* YOUR TASK *
Write out every record below exactly as it appears.

* Point localization data *
<<<<

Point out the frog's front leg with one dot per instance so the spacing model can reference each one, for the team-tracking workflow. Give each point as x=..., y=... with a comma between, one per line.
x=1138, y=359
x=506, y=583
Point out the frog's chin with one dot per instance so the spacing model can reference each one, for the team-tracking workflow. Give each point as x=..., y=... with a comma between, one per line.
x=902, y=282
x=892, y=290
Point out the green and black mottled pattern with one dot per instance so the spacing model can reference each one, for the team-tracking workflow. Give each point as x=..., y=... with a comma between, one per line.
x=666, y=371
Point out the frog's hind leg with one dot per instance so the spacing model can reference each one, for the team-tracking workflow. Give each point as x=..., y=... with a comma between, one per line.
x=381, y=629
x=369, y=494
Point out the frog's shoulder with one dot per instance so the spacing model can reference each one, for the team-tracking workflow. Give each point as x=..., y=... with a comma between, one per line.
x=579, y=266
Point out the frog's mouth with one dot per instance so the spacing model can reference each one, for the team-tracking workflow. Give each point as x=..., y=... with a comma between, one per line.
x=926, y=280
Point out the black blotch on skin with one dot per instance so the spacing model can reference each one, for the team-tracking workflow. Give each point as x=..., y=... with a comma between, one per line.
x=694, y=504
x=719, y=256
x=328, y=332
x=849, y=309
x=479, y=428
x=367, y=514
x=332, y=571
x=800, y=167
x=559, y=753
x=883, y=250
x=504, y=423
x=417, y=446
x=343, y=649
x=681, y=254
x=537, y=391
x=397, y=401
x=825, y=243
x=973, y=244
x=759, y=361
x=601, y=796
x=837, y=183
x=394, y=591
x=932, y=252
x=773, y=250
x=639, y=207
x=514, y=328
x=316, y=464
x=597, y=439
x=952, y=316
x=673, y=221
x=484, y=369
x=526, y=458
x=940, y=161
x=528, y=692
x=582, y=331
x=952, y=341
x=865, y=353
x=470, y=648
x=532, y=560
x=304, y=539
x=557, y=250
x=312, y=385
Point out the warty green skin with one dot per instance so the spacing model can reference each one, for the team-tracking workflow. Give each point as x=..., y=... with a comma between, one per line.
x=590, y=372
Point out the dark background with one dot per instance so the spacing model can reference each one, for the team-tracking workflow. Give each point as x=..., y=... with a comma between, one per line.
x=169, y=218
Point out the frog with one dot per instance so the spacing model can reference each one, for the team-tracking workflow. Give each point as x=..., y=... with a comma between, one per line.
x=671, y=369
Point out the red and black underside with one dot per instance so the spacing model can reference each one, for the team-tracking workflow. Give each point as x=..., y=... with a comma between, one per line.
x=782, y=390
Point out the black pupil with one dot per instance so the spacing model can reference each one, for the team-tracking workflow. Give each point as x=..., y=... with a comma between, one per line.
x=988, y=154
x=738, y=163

>>>>

* ANSWER FOR THE TASK *
Point out the frog's front leg with one dot per instance so the spacing model can reference each one, for the team-tracking workflow. Give each point as x=..., y=... with a comma between, one per line.
x=1138, y=359
x=506, y=583
Point out the frog's chin with one dot per instance so the spacing model can reference each one, for the team-tracking workflow. Give each point as x=..., y=... with a comma between, one per line.
x=902, y=282
x=892, y=290
Point out the green and black mottled pattern with one dot per instance so the spacing model can reference each one, for the team-tracking workflow. Give each point as x=..., y=... with a comma between, one per line.
x=666, y=371
Point out the frog's hind leg with one dot per instance so the spacing model can reference each one, for the team-tracking workflow. Give each point as x=..., y=... with a comma between, one per line.
x=381, y=629
x=369, y=494
Point out the frog's shoulder with one dot per instance so the spacing model can reference each one, for the team-tracking workflow. Give each point as x=..., y=... with a comma between, one per line.
x=579, y=266
Point out the frog's mouth with one dot per instance so the spacing model can reference each one, for the team-tracking workflow. Give each point as x=..., y=... with a comma between, one per line.
x=926, y=280
Point out the black blotch on skin with one dot per instance so the spacing model can reference each one, for the team-tracking workflow. Give each point as x=..., y=... with a comma between, one per line.
x=694, y=504
x=719, y=256
x=328, y=332
x=849, y=309
x=479, y=428
x=367, y=514
x=332, y=571
x=800, y=167
x=559, y=753
x=883, y=250
x=504, y=423
x=417, y=446
x=343, y=649
x=681, y=254
x=537, y=391
x=397, y=401
x=825, y=243
x=973, y=244
x=759, y=361
x=601, y=796
x=837, y=183
x=394, y=591
x=932, y=252
x=773, y=250
x=639, y=207
x=514, y=328
x=316, y=464
x=597, y=439
x=952, y=316
x=673, y=221
x=484, y=369
x=526, y=458
x=940, y=161
x=528, y=692
x=582, y=331
x=952, y=341
x=865, y=353
x=470, y=648
x=532, y=560
x=304, y=539
x=557, y=250
x=312, y=385
Point out the warty green skin with one dot per instance so the spacing model can reference each one, for the team-tracking workflow. Give each point as x=..., y=... with a comma between, one per line.
x=590, y=372
Point out the dark background with one dot per instance so the spacing model can reference each one, for the team-tracking workflow. Give each point as x=..., y=... with a comma between, one per line.
x=169, y=218
Point out the frog with one dot per instance so the spacing model can reference each one, for the team-tracking workflow. Give each point as x=..., y=... with a comma between, one per line.
x=671, y=369
Point out the red and black underside with one dot per instance so the spacing model can reference each one, for the team-tracking workflow. Give each point as x=..., y=... with a comma between, one per line.
x=782, y=390
Point out the black pupil with one dot per instance so the spacing model can reference each one, for the team-tracking workflow. Give each point as x=..., y=... with a comma between, one per line.
x=988, y=154
x=738, y=163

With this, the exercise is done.